### EXTRACTED TEXT

Lecture Center for Global Humanities Lecture/Seminar Series
The current coronavirus pandemic has exposed long-standing underlying global issues, notably climate change, food security, and the viral dissemination of misinformation. Climate change and temperature fluctuations can displace animals as well as insects, causing them to adapt for survival. This adaptation can be biological, migratory, or both and begins a chain reaction of animals and/or insects interacting with each other as well as humans in new situations. Such interactions can have an increase in food security risk (such as infections in tilapia and salmon populations) and an increase in the consumption of bushmeat (typically from wet markets), both of which expose humans to new diseases like COVID-19. As living things grow closer together on the planet, our increased interconnectedness via the Internet also promotes an environment for things to “go viral." This allows for faster communication of information, but this can cause significant damage if a false statement is released and is subject to widespread sharing. While this speed of information allowed for scientists globally to begin working on treatments earlier than ever before, misinformation can cause irreparable damage to global public health (such as unfounded statements that 5G wireless networks are responsible for the current pandemic). Now is the time to examine the global picture and learn from our experiences with COVID-19.

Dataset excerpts
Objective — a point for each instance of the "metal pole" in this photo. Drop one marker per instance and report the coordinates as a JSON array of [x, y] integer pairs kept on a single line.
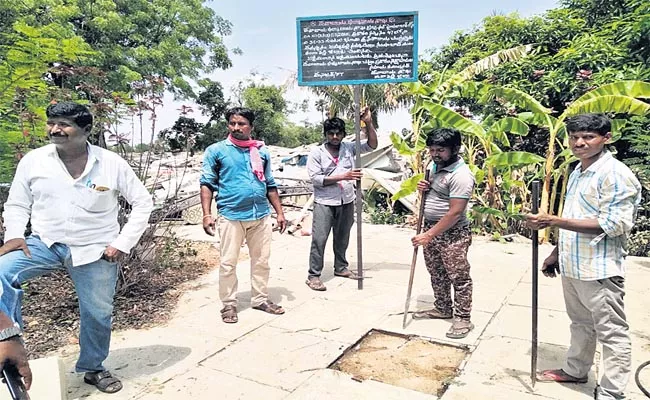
[[357, 147], [414, 260], [535, 271]]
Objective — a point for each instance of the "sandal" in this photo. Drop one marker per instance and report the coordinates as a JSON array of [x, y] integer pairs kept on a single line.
[[558, 375], [229, 314], [270, 308], [459, 329], [434, 313], [346, 273], [315, 283], [103, 381]]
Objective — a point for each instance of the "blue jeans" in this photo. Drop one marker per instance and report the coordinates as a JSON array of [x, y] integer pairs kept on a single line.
[[95, 285]]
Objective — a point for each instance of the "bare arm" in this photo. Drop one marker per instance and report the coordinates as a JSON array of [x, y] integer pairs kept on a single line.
[[541, 221], [456, 210], [13, 352], [370, 128], [206, 205]]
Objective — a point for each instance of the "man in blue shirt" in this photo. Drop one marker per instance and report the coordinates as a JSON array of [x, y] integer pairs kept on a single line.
[[238, 169], [602, 198], [331, 169]]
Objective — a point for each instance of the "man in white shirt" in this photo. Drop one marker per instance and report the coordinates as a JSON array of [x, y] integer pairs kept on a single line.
[[69, 191]]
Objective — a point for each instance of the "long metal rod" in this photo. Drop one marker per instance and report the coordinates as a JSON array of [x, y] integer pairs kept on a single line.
[[535, 272], [357, 147], [414, 260]]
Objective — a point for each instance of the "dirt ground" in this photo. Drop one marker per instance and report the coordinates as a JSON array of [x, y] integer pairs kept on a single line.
[[51, 309], [411, 363]]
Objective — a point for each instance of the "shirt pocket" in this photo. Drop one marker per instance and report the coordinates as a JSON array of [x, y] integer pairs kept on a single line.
[[346, 163], [97, 201]]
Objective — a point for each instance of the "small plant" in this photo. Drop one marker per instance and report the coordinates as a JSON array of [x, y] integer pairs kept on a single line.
[[639, 241], [380, 211]]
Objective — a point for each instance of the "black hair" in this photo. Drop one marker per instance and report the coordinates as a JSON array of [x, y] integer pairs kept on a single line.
[[598, 123], [242, 112], [445, 137], [334, 124], [76, 112]]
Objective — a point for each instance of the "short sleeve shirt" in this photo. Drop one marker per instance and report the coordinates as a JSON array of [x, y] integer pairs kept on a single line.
[[453, 181]]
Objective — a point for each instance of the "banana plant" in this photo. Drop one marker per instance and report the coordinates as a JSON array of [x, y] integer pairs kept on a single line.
[[429, 112]]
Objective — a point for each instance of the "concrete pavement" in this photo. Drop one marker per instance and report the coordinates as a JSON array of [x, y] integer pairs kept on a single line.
[[195, 355]]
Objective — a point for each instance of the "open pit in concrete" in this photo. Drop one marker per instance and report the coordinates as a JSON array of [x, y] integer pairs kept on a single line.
[[407, 361]]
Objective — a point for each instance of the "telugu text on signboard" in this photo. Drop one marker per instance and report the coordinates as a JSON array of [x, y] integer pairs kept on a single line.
[[357, 49]]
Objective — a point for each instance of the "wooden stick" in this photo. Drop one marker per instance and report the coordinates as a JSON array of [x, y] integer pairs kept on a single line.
[[535, 272]]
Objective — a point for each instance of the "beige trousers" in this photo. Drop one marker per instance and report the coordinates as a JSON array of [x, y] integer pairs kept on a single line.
[[258, 239], [596, 310]]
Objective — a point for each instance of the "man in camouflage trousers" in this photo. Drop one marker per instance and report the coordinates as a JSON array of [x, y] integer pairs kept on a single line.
[[447, 236]]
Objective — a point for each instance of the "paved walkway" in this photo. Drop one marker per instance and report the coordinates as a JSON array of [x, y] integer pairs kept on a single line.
[[196, 356]]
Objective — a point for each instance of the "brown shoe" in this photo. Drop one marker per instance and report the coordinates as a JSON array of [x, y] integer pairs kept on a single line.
[[315, 283], [229, 314], [269, 307], [459, 329], [433, 313]]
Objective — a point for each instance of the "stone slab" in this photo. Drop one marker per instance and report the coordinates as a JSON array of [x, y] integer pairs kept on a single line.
[[206, 383], [276, 357]]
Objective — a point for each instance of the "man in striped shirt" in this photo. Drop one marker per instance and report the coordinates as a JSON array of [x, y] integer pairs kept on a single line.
[[600, 207]]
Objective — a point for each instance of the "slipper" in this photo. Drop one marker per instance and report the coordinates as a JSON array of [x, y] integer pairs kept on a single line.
[[433, 313], [346, 273], [459, 329], [558, 375], [103, 381], [270, 308], [229, 314], [315, 283]]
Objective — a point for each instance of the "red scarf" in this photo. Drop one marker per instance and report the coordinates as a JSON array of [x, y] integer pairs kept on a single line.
[[256, 159]]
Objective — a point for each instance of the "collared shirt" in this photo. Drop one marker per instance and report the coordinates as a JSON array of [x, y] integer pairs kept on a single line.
[[610, 192], [321, 164], [80, 213], [455, 181], [227, 171]]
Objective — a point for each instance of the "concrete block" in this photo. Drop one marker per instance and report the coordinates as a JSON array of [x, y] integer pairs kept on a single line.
[[206, 383], [276, 357]]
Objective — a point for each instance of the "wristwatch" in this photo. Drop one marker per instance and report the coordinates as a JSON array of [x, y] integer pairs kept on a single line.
[[10, 332]]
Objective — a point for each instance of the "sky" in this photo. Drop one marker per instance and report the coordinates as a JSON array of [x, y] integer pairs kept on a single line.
[[266, 33]]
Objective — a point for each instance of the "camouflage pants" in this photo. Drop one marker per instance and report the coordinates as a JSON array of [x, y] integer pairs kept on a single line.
[[446, 261]]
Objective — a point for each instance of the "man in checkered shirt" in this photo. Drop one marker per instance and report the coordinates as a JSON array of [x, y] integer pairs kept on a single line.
[[600, 207]]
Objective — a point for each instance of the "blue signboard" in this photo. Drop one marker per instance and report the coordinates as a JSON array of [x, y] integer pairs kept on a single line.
[[357, 49]]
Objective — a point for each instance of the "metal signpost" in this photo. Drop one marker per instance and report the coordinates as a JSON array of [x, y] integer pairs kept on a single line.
[[535, 270], [356, 50]]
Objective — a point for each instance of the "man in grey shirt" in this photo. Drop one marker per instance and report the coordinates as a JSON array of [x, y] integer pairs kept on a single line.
[[447, 235], [331, 169]]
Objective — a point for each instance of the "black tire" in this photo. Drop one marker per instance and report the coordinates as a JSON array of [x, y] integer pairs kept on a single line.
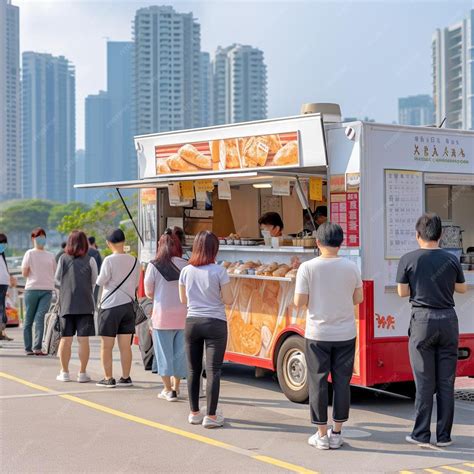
[[292, 369]]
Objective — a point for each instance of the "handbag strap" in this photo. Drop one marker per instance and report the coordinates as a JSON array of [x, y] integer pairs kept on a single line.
[[121, 283]]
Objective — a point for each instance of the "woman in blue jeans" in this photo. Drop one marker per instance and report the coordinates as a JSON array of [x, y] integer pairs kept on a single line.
[[38, 267]]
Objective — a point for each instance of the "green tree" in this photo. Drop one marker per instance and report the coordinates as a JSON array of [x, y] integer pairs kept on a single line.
[[59, 211], [22, 216], [100, 219]]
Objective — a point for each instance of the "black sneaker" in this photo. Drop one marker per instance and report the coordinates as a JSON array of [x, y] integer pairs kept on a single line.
[[125, 382], [107, 383]]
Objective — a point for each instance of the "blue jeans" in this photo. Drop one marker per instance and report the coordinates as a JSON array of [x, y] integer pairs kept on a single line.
[[169, 352], [37, 304]]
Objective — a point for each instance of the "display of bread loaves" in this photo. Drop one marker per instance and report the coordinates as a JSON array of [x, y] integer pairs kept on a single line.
[[273, 269]]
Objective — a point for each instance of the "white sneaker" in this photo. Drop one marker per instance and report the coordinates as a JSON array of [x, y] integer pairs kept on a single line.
[[169, 396], [195, 419], [63, 377], [83, 377], [444, 444], [209, 422], [335, 440], [318, 442]]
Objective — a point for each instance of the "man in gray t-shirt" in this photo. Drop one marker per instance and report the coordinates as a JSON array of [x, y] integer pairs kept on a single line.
[[329, 286]]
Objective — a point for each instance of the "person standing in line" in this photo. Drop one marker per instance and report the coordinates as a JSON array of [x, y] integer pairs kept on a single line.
[[38, 267], [61, 252], [205, 288], [430, 276], [118, 277], [6, 280], [76, 276], [94, 252], [169, 314], [330, 286]]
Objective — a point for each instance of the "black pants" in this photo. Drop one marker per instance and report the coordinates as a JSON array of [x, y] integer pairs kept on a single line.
[[322, 358], [433, 346], [211, 333], [3, 310]]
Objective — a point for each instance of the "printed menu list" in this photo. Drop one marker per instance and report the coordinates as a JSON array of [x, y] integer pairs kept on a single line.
[[403, 207]]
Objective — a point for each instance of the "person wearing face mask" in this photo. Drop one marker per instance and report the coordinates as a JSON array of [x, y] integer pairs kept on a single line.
[[38, 267], [6, 280], [271, 224]]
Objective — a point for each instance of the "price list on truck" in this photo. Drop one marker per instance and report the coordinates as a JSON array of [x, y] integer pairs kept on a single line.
[[403, 206]]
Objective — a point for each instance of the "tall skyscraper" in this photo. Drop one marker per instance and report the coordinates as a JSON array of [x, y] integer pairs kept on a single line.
[[166, 77], [206, 96], [239, 84], [48, 127], [453, 74], [415, 110], [119, 128], [98, 155], [10, 158]]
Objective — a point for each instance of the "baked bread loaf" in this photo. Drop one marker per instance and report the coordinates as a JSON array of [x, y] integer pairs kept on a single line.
[[162, 167], [192, 155], [288, 155], [176, 163], [229, 156], [282, 270], [255, 152]]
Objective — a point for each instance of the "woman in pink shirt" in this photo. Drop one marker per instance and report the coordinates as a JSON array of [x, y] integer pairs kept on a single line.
[[169, 314]]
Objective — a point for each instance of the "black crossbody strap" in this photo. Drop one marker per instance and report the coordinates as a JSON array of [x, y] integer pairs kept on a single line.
[[121, 283]]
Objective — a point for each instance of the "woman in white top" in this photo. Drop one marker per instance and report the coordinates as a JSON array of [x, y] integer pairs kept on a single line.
[[205, 287], [39, 267], [6, 280], [169, 314]]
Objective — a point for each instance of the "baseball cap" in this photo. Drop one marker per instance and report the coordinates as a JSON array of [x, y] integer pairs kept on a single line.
[[116, 236]]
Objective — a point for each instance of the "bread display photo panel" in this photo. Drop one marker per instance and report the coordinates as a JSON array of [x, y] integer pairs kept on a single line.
[[239, 153]]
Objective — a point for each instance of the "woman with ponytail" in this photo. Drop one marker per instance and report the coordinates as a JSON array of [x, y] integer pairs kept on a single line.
[[169, 314]]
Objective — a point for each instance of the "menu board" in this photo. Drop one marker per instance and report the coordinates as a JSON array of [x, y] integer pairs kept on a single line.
[[233, 154], [403, 207], [345, 212], [148, 224]]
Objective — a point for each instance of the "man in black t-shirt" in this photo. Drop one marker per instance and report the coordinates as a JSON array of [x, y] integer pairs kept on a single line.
[[430, 276]]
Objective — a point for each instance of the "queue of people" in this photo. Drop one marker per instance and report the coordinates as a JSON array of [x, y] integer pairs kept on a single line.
[[189, 318]]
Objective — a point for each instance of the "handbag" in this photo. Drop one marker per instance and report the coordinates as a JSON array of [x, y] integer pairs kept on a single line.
[[140, 315]]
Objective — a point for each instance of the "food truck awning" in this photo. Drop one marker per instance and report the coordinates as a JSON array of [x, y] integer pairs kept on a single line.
[[237, 178]]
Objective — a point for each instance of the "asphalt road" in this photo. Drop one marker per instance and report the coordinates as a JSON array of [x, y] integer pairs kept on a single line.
[[49, 426]]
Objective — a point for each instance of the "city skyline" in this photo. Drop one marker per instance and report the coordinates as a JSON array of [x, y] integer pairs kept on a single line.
[[408, 58]]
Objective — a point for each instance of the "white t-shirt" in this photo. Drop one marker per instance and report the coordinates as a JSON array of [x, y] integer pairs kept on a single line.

### DIRECTIONS FOR THIS TASK
In the lecture series text, what unfounded claim is cited as an example of misinformation that can harm global public health? The records have no role in this.

### ANSWER FOR THIS EXERCISE
That 5G wireless networks are responsible for the current pandemic.